DOCUMENT TEXT:

────────────────

Makayla died not only from leukemia, but from faith—the faith of her parents, who are pastors. They not only inculcated her with Christianity, but, on religious grounds, removed her from chemotherapy to put her in a dubious institute of “alternative medicine” in Florida. At the Hippocrates Health Institute in West Palm Beach, Makayla was treated with a combination of raw food, vitamin C injections, and “cold laser therapy,” none of which have been shown to have the slightest effect on leukemia. (The Institute is being sued by former staff for operating a “scam.”) Her doctors say that if she had stayed on chemotherapy and standard treatment, she would have had a 75 percent chance of survival.
Makayla went off chemotherapy because the Canadian government and its child protective services refused to override the parents’ and child’s wishes to discontinue treatment; after supposedly having a vision of Jesus while in the hospital, Makayla had become convinced that chemotherapy was killing her. Indeed, after she died the family blamed the chemotherapy, claiming in a statement that “Makayla was on her way to wellness, bravely fighting toward holistic well-being after the harsh side-effects that 12 weeks of chemotherapy inflicted on her body. Chemotherapy did irreversible damage to her heart and major organs. This was the cause of the stroke.” This is a self-serving falsehood. Makayla’s oncologist says that she had a relapse of the leukemia, and that’s what killed her. Strokes are not uncommon in lymphoblastic leukemia because the disease increases the viscosity of the blood. That, not chemotherapy, is what caused her death.
In an eerily similar case, J. J., another 11-year old First Nations child with leukemia, and also from Ontario, refused chemotherapy in favor of alterative treatment. (She too was treated at the Hippocrates Health Institute.) In all likelihood J. J. will also die, since untreated lymphoblastic leukemia is fatal. In her case, the courts got involved, but a judge rejected the application of her hospital in Hamilton to have the Children’s Aid Society intervene and continue her chemotherapy. Judge Gethen Edward, in imposing what was in effect a death sentence, ruled, “I cannot find that J.J. is a child in need of protection when her substitute decision-maker has chosen to exercise her constitutionally protected right to pursue their traditional medicine over the Applicant’s stated course of treatment of chemotherapy.”

────────────────

Region pointing data:
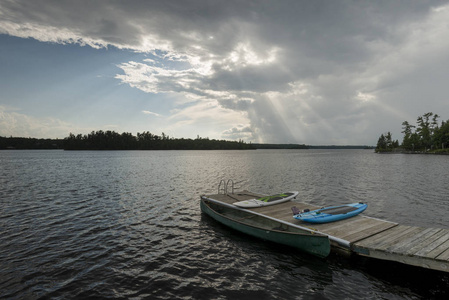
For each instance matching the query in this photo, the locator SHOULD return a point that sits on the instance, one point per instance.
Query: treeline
(280, 146)
(30, 143)
(427, 136)
(110, 140)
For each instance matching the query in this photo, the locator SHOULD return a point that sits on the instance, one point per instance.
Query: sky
(308, 72)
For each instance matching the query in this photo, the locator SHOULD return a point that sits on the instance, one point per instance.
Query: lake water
(127, 224)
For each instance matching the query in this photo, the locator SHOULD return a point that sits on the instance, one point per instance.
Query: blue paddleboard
(331, 213)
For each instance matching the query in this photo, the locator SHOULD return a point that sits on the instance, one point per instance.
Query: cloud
(13, 123)
(147, 112)
(291, 71)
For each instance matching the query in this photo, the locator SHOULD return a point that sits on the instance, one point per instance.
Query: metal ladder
(225, 186)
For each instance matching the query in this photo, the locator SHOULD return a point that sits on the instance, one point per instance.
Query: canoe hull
(267, 200)
(266, 229)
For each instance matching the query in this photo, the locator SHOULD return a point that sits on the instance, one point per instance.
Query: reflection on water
(128, 224)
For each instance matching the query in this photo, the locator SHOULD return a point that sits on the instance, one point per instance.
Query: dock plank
(405, 245)
(438, 240)
(378, 241)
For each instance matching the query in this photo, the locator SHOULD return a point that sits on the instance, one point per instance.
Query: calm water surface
(127, 225)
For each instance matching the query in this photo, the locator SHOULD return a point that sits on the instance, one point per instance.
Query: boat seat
(295, 210)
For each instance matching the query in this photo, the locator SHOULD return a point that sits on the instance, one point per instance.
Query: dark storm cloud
(342, 71)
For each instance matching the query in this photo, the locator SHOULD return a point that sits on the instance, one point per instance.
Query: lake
(127, 224)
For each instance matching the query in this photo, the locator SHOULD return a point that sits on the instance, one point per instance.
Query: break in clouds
(315, 72)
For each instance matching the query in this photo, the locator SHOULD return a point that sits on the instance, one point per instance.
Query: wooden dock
(366, 236)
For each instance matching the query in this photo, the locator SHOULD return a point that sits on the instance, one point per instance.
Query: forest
(427, 136)
(110, 140)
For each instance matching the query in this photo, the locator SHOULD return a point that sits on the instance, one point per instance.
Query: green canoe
(266, 228)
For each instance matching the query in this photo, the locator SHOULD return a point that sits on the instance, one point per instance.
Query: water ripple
(122, 225)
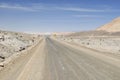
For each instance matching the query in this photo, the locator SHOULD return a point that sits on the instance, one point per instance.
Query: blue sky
(56, 15)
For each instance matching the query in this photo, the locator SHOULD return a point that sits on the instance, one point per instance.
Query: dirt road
(53, 60)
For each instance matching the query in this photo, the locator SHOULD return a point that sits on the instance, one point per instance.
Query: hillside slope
(113, 26)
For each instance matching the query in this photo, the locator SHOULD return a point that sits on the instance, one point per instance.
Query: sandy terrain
(104, 44)
(13, 43)
(113, 26)
(56, 60)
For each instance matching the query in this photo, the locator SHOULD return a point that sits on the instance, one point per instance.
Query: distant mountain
(113, 26)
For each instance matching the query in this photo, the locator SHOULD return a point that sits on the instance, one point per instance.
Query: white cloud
(80, 9)
(40, 7)
(16, 7)
(87, 16)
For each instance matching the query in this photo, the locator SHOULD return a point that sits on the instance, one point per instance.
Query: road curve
(53, 60)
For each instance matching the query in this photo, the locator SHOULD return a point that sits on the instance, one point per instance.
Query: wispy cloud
(52, 7)
(79, 9)
(88, 16)
(16, 7)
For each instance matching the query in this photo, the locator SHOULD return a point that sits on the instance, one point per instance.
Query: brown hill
(113, 26)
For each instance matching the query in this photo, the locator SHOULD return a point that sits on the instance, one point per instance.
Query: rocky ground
(104, 44)
(13, 42)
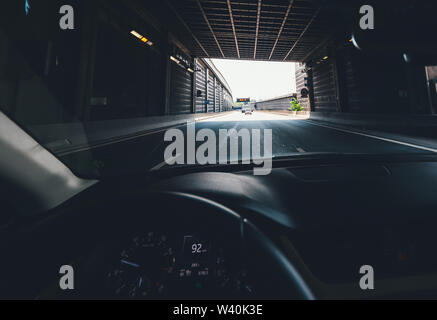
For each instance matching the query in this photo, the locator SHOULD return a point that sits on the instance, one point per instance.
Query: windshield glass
(112, 88)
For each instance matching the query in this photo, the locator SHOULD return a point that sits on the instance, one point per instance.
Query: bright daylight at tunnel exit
(218, 158)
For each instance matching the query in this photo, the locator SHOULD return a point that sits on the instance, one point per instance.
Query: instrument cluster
(159, 265)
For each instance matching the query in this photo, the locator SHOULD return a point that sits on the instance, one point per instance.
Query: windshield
(112, 90)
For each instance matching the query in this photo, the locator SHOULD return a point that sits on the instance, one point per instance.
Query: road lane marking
(374, 137)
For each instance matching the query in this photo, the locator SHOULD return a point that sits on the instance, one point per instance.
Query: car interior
(216, 231)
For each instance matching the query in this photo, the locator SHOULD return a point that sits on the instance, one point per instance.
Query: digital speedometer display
(155, 265)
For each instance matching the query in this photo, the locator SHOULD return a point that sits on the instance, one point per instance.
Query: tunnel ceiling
(276, 30)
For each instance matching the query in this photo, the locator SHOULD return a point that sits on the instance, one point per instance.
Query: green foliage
(295, 105)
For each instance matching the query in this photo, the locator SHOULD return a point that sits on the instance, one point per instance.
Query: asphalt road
(290, 136)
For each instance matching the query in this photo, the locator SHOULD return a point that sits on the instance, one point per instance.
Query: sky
(257, 79)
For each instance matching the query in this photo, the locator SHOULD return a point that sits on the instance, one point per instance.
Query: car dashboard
(302, 232)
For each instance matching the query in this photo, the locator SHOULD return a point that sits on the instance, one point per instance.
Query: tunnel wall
(99, 70)
(343, 79)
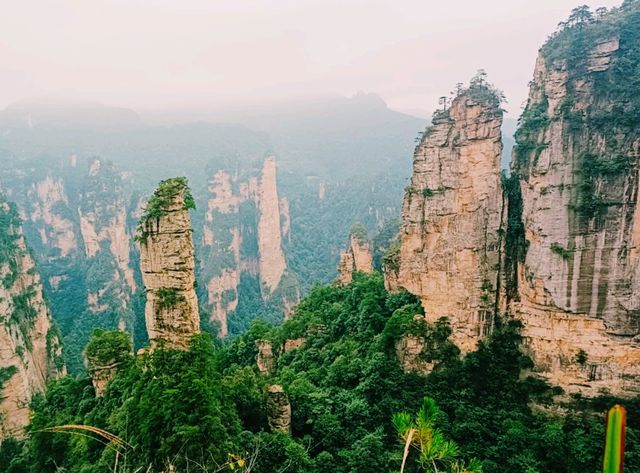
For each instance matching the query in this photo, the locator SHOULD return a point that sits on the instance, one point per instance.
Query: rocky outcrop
(103, 217)
(271, 257)
(449, 238)
(103, 225)
(245, 224)
(167, 264)
(47, 198)
(106, 354)
(30, 353)
(409, 353)
(577, 162)
(358, 257)
(278, 409)
(265, 360)
(564, 260)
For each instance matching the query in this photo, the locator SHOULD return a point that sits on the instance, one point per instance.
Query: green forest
(351, 402)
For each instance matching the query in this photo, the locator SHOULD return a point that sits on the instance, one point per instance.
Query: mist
(197, 54)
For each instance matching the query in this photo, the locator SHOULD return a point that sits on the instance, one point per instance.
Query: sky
(162, 54)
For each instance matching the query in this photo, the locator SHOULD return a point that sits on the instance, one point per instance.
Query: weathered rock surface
(245, 224)
(452, 216)
(278, 409)
(106, 354)
(579, 285)
(30, 353)
(409, 353)
(167, 264)
(265, 360)
(103, 225)
(358, 257)
(271, 257)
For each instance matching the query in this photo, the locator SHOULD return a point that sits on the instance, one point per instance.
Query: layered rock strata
(358, 257)
(167, 264)
(278, 409)
(577, 161)
(450, 241)
(245, 225)
(30, 352)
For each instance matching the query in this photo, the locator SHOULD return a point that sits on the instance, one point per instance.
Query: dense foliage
(205, 406)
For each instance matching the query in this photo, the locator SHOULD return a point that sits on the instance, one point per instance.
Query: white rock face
(451, 219)
(272, 262)
(579, 286)
(278, 409)
(29, 348)
(358, 257)
(167, 263)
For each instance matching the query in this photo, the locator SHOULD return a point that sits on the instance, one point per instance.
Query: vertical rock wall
(167, 263)
(358, 257)
(577, 160)
(452, 216)
(271, 260)
(30, 353)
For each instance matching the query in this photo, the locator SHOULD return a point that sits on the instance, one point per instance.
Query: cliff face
(577, 161)
(76, 219)
(449, 239)
(272, 263)
(242, 262)
(358, 257)
(167, 264)
(565, 259)
(103, 225)
(30, 353)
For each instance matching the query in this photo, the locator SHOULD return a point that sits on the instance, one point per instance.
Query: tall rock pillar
(450, 235)
(167, 263)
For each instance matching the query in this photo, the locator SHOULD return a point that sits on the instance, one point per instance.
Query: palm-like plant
(436, 454)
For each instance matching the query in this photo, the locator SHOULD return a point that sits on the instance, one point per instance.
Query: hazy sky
(154, 54)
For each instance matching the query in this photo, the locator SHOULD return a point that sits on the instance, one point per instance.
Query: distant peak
(368, 98)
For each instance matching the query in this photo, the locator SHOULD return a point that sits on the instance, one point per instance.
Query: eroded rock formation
(167, 263)
(245, 224)
(103, 226)
(30, 353)
(566, 253)
(271, 257)
(358, 257)
(278, 409)
(577, 160)
(106, 354)
(265, 360)
(452, 215)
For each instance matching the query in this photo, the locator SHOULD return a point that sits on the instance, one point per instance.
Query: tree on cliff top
(158, 205)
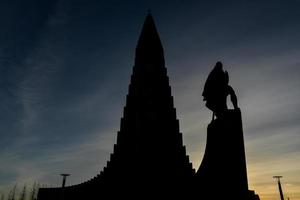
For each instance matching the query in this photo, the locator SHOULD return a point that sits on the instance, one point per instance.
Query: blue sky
(65, 67)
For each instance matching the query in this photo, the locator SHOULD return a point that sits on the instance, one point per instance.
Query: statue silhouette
(216, 90)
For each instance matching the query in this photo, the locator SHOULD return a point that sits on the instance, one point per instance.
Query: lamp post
(64, 179)
(279, 186)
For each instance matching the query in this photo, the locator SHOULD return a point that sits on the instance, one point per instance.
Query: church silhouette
(149, 159)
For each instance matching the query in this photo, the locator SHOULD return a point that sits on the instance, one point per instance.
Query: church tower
(149, 146)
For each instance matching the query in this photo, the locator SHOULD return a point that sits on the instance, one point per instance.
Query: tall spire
(149, 49)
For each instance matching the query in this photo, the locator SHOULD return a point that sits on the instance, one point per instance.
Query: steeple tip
(149, 49)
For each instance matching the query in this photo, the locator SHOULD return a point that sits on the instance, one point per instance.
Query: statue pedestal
(223, 172)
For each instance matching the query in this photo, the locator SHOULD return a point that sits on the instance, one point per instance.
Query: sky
(65, 66)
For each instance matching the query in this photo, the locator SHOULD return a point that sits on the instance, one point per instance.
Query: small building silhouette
(149, 159)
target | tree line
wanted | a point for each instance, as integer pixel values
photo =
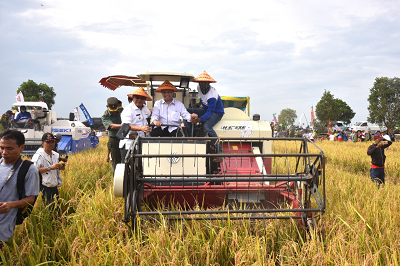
(383, 108)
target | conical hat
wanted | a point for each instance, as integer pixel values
(204, 77)
(166, 86)
(140, 92)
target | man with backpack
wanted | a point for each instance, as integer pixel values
(19, 183)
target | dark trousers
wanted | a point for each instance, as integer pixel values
(158, 132)
(113, 147)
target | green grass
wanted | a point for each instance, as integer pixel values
(361, 223)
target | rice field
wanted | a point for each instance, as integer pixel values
(361, 223)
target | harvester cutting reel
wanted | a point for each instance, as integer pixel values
(178, 178)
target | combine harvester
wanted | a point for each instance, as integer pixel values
(75, 136)
(260, 177)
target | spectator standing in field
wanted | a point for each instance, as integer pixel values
(354, 136)
(377, 153)
(112, 122)
(12, 143)
(48, 163)
(135, 114)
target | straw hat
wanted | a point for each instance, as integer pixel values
(166, 86)
(140, 92)
(204, 77)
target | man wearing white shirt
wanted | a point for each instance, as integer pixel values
(48, 163)
(135, 114)
(168, 111)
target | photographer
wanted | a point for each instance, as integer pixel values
(377, 153)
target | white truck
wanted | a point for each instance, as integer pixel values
(364, 125)
(75, 136)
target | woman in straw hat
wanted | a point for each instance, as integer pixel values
(135, 114)
(168, 111)
(213, 109)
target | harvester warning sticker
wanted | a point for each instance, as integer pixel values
(245, 128)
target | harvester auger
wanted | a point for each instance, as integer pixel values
(177, 178)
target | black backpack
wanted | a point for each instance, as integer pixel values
(25, 211)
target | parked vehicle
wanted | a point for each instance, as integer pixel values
(75, 136)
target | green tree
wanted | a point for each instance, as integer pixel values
(329, 108)
(287, 117)
(37, 92)
(384, 102)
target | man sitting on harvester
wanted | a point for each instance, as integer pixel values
(135, 114)
(212, 108)
(168, 111)
(23, 116)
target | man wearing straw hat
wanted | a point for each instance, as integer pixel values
(378, 158)
(213, 109)
(135, 114)
(168, 111)
(112, 122)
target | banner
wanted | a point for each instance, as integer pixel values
(276, 120)
(312, 115)
(86, 113)
(77, 118)
(20, 97)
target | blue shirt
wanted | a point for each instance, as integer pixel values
(10, 193)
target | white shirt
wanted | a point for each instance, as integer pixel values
(170, 113)
(41, 159)
(134, 116)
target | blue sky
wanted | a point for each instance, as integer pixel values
(283, 54)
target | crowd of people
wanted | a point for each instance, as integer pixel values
(42, 175)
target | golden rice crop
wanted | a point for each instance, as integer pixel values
(361, 223)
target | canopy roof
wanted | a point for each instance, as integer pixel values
(31, 104)
(114, 82)
(162, 76)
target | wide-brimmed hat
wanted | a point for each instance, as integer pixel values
(112, 104)
(204, 77)
(140, 92)
(166, 86)
(48, 137)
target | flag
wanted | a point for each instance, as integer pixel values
(20, 97)
(312, 115)
(77, 118)
(276, 120)
(86, 113)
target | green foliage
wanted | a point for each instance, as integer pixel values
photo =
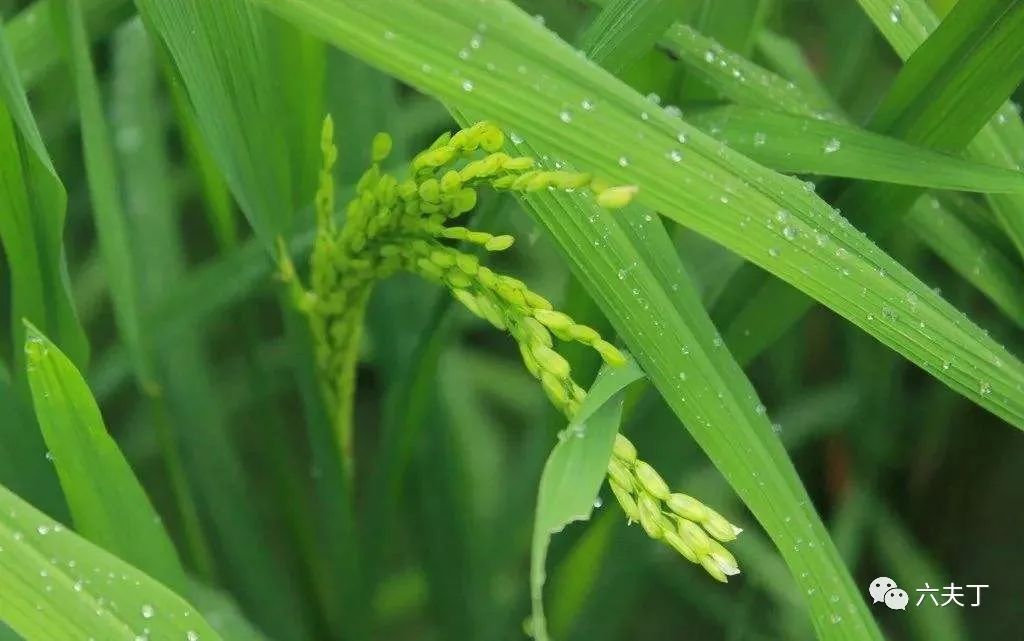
(293, 411)
(58, 586)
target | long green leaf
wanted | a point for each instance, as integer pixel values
(793, 144)
(108, 504)
(32, 33)
(761, 315)
(977, 262)
(627, 29)
(32, 215)
(103, 188)
(1000, 141)
(57, 586)
(712, 189)
(573, 474)
(220, 49)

────────────────

ACTIVITIES:
1 – From the text on the leukemia cases, set down the passage between "Makayla died not" and "chance of survival.", inclusive.
2 – Answer these questions using the text on the leukemia cases:
(a) What chance of survival did Makayla's doctors say she would have had if she had stayed on chemotherapy and standard treatment?
(b) According to Makayla's oncologist, what killed her?
(c) Which judge ruled in J. J.'s case?
3 – List every treatment that the text on the leukemia cases says Makayla received at the Hippocrates Health Institute.

RESPONSES BY TASK:
1 –
Makayla died not only from leukemia, but from faith—the faith of her parents, who are pastors. They not only inculcated her with Christianity, but, on religious grounds, removed her from chemotherapy to put her in a dubious institute of “alternative medicine” in Florida. At the Hippocrates Health Institute in West Palm Beach, Makayla was treated with a combination of raw food, vitamin C injections, and “cold laser therapy,” none of which have been shown to have the slightest effect on leukemia. (The Institute is being sued by former staff for operating a “scam.”) Her doctors say that if she had stayed on chemotherapy and standard treatment, she would have had a 75 percent chance of survival.

2 –
(a) A 75 percent chance.
(b) A relapse of the leukemia.
(c) Judge Gethen Edward.

3 –
- Raw food
- Vitamin C injections
- Cold laser therapy